- _To be done_:
Reproduce every line of the records below word for word, leaving out the pictures.

- _Data extract_:

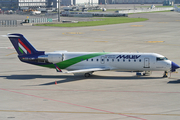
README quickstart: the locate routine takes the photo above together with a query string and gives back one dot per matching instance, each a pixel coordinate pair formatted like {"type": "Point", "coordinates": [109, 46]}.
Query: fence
{"type": "Point", "coordinates": [40, 20]}
{"type": "Point", "coordinates": [8, 23]}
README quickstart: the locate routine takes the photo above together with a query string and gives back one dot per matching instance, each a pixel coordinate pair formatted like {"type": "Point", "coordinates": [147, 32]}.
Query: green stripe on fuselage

- _Worked answer_:
README quickstart: the locate routine takes the photo above together with a query string and gives back one dot per matching instance, each a pixel coordinate pair formatted like {"type": "Point", "coordinates": [109, 46]}.
Query: fence
{"type": "Point", "coordinates": [40, 20]}
{"type": "Point", "coordinates": [8, 23]}
README quickstart: the locate routine takes the photo above together with a query string and gives back one dot per matching instance, each a pixel coordinate pair formatted like {"type": "Point", "coordinates": [147, 32]}.
Query: green stripe on fuselage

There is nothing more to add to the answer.